QUOTED PASSAGE =

* * * * * * *

One of the biggest growth-mindset shifts you can make is to appreciate the role dopamine plays in your decision making.


This blog post will look explain dopamine, and then detail a 2-step solution you can implement right away, if you need to bring this under control.


 

Why Controlling Dopamine Matters


Learning to control and harness dopamine can go a long way towards reducing:


  • Depression

  • Chronic worrying

  • Anxiety

  • Overwhelm

  • Procrastination

  • Lack of motivation

  • Laziness and mental fogginess

  • Fatigue

  • Addictions you've become reliant upon

  • Apathy - feeling 'numb'


Can you relate to any of the above?


Learning to control and harness it can quickly turn things around. You'll feel more joy, more vitality, more hopeful and more passionate. Life gets easier, more rewarding and just...better.


Sounds great, right?


A lot of us simply aren't aware of this as a concept - and blindly base our decisions and choices on our feelings, moods or societal norms. It's a huge problem in modern societies - particularly ones that are developed and where choices are abundant.


We crave distractions from our life, rather than cultivate growth within it. Development isn't as attractive as gratification, but none of the best parts of you came about through gratification: they came about through development.


There is another way.


One that, given a chance, is so powerful and can be utterly transformative. All it takes is some short-term discipline and consciously letting go of a few things that you're perhaps normally used to.


 

What Is Dopamine?


You see, our body's contains things called neurotransmitters. These are the chemical messengers your nervous system uses to transmit messages around the body.


Dopamine is one of these. It's responsible for making us feel good, when there is anticipation of pleasure or a reward.


It also plays a big role in heart rate, sleep, motivation and learning.


It's sometimes referred to as 'the molecule of more'. It's responsible for desire, love, lust and more. It drives us to make decisions based on how we'll feel about something new and novel. How different things could be - and how good, happy and fulfilled we'll feel - with just one thing we're currently missing.


Dopamine makes us crave and desire more. It makes us fantasise, obsess and daydream about how things could be - based on what we perceive the pleasure or reward to be.


The issue with this is significant: once we get what we desire, dopamine instantly switches off.


And you very often don't feel quite as good, happy or fulfilled as you thought you would. Oftentimes, you'll actually feel 'empty'.


What this does is make you want that feeling back. So you desire more.


And it becomes a cycle. One that can be quite destructive, mentally, if left unchecked. You'll never quite get the fulfilment you want - and you begin to question yourself and your decisions.


It may be that dopamine sticks around for a period after you get what you desire: a partner, a pay rise or a better place to live, for example. But once it wears off - once that newness and novelty wears off, so does your passion and happiness. So you chase a better partner, more money or a bigger house.

* * * * * * *

RECORD EXCERPTS =
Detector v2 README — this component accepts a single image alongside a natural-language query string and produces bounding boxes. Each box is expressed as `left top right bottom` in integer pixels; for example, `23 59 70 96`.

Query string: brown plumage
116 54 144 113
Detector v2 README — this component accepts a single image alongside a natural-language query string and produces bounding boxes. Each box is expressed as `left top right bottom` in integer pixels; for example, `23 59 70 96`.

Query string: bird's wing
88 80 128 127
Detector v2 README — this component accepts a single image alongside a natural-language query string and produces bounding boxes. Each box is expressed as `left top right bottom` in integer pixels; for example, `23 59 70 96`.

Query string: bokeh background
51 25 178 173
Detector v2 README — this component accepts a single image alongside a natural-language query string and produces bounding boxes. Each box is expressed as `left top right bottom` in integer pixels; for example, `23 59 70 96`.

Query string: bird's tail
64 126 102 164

* * * * * * *

PROBLEM DESCRIPTION =
Answer these questions from the blog post on dopamine:
(a) How many steps does the solution the post promises to detail have?
(b) What nickname is dopamine sometimes given?
(c) Which four things besides feeling good does dopamine play a big role in?
The data is separate material, unrelated to the blog post on dopamine.

RESPONSE AREA =
(a) Two steps.
(b) 'The molecule of more'.
(c) Heart rate, sleep, motivation and learning.